▼

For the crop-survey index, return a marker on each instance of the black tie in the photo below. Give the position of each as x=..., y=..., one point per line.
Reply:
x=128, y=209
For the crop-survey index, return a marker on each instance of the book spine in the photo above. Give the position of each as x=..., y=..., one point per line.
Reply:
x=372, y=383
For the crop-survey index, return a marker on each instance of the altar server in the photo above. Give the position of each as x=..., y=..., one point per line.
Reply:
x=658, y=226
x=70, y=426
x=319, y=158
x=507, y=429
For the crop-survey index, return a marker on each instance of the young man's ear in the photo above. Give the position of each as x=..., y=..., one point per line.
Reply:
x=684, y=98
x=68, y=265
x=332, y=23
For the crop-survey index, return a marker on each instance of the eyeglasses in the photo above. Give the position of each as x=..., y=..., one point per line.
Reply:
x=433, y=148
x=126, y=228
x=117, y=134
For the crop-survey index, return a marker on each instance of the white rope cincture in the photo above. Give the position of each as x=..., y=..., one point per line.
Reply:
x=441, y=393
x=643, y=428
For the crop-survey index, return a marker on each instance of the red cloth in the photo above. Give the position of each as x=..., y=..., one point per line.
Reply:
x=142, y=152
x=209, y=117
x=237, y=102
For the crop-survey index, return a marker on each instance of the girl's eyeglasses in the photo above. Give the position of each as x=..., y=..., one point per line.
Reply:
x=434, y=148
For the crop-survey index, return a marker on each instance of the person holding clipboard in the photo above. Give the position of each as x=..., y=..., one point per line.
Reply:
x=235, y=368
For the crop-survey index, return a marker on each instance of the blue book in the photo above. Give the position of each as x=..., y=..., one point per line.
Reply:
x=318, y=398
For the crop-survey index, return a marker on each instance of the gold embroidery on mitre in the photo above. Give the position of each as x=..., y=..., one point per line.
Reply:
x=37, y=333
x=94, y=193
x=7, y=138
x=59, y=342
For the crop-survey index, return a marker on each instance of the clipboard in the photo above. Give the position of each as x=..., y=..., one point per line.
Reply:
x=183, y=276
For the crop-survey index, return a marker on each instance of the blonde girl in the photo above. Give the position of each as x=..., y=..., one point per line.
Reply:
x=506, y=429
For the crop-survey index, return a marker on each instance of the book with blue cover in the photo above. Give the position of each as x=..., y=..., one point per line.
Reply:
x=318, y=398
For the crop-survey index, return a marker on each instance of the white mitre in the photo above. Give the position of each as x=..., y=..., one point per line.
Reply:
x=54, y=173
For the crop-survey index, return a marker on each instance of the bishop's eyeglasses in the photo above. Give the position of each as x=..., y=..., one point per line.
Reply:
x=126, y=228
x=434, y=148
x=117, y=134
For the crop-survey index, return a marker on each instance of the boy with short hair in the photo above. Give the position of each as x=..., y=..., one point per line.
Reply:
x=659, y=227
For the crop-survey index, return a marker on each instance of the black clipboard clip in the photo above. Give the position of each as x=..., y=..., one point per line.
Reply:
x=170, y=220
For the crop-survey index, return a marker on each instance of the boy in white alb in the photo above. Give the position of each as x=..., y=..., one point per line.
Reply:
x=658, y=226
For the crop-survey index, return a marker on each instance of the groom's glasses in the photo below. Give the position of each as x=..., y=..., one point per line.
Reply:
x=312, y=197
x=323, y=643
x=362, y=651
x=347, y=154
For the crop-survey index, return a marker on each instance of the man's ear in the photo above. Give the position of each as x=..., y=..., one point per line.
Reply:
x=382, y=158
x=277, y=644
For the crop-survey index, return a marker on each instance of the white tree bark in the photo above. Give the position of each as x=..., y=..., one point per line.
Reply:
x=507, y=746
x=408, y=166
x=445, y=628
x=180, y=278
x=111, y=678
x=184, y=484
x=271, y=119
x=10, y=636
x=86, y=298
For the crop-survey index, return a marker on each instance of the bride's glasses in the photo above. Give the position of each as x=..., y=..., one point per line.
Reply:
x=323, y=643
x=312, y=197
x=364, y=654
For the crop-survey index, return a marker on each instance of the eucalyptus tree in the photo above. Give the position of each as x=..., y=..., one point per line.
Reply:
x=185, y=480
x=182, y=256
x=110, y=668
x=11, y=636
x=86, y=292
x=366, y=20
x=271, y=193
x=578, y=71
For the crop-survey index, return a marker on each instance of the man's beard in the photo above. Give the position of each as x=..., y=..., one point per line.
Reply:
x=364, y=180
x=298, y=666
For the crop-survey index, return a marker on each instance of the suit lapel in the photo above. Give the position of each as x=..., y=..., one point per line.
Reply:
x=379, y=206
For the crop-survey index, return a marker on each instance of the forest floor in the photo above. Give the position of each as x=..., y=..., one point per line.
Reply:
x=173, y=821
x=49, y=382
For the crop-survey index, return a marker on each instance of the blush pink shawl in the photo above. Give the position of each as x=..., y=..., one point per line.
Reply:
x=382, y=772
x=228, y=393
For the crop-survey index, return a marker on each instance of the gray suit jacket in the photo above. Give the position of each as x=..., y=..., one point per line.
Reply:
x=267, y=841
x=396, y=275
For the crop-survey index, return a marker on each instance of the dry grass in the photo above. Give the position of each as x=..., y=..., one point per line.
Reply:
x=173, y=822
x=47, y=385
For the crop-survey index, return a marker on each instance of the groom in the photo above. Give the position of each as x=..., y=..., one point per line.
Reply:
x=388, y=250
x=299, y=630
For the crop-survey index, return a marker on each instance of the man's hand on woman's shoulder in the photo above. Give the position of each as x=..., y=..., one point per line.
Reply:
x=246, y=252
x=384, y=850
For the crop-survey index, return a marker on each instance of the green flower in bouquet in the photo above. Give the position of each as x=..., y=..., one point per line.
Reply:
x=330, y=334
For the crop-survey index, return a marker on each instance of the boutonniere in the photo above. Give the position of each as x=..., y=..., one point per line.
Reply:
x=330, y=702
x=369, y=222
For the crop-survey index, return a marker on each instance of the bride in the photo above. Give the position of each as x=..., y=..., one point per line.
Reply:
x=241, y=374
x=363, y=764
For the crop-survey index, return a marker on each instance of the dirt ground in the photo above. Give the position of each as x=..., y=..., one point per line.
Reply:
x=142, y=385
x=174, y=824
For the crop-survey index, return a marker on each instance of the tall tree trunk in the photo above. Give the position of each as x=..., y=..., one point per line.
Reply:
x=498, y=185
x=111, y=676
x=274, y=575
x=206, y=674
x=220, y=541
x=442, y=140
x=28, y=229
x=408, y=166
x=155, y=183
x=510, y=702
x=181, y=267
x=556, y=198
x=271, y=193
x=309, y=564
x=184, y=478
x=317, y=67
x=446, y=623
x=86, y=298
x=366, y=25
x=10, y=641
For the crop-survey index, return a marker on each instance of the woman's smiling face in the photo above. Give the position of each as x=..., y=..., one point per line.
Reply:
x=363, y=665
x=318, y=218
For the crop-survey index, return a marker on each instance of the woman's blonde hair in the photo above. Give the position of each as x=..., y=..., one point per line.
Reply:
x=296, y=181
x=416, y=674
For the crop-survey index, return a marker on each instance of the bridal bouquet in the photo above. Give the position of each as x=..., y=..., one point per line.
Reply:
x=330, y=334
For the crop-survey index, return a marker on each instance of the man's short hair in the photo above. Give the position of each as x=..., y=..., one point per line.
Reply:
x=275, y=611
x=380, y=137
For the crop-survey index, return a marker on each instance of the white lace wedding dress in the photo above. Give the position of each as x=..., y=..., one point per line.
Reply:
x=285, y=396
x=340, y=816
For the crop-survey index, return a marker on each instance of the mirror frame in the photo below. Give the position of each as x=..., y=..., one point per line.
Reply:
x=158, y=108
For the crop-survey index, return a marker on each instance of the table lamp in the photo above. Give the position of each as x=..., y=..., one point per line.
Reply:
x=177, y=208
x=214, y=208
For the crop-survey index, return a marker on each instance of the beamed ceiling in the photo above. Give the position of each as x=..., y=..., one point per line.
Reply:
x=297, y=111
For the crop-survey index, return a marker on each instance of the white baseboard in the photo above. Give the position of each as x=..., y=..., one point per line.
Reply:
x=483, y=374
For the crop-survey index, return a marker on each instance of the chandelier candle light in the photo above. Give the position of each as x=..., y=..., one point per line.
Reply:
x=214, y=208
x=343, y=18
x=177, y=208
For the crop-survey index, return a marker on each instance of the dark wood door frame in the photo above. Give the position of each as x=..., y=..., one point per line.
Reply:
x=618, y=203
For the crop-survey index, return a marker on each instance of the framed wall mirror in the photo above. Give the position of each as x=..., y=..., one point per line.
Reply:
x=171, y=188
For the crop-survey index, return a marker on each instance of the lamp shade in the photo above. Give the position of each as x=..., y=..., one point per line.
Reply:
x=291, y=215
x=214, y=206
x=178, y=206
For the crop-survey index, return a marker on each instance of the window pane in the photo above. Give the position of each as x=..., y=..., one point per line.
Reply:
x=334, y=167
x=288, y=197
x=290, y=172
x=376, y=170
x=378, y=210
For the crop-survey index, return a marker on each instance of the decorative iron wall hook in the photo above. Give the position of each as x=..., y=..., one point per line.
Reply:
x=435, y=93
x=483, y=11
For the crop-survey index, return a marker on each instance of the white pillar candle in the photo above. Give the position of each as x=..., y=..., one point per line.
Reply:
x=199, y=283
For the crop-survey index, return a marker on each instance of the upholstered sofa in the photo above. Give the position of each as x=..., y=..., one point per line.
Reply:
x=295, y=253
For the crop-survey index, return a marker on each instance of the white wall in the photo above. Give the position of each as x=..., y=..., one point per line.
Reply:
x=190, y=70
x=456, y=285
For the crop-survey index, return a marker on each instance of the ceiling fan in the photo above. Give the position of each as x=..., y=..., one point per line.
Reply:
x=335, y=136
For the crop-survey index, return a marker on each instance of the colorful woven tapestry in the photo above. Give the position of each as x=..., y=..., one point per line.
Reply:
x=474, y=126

▲

▶ WHAT TO PRODUCE: Give the stretch of the records above from the line containing "the white rope" through the line containing "x=506, y=429" as a numbered list. Leave out any blank lines.

▶ WRITTEN ANSWER:
1. For the crop-survey index, return a marker on each instance of the white rope cincture in the photo above. Give the position of each as x=..., y=..., one point per line.
2. Reply:
3. x=441, y=393
4. x=643, y=428
5. For the crop-survey index, return a marker on each instance of the red cloth in the photo above. Give the position of each as x=..., y=..., one point per line.
6. Reply:
7. x=142, y=152
8. x=209, y=117
9. x=237, y=102
10. For the crop-survey index, return a marker on each instance of the girl's eyeglasses in the photo above. Give the position of each as x=..., y=..., one point per line.
11. Reply:
12. x=434, y=148
13. For the crop-survey index, return a marker on each instance of the person holding clipboard in the photo above. Give the position of each as x=..., y=..., one point per line.
14. Reply:
15. x=235, y=368
16. For the crop-survey index, return a marker on each instance of the blue book in the photo above. Give the position of each as x=..., y=..., one point per line.
17. Reply:
18. x=318, y=398
19. For the crop-survey index, return a marker on each instance of the gold embroidery on mitre in the photo above. Give the position of each as x=..., y=..., one point per line.
20. Reply:
21. x=37, y=333
22. x=94, y=193
23. x=7, y=138
24. x=59, y=342
25. For the crop-survey index, return a marker on each instance of the clipboard in the photo above. Give the position of each as x=..., y=..., one point per line.
26. Reply:
27. x=183, y=276
28. For the crop-survey index, return a marker on each instance of the blonde girl in the photo above. Give the position of each as x=..., y=..., one point per line.
29. Reply:
30. x=506, y=429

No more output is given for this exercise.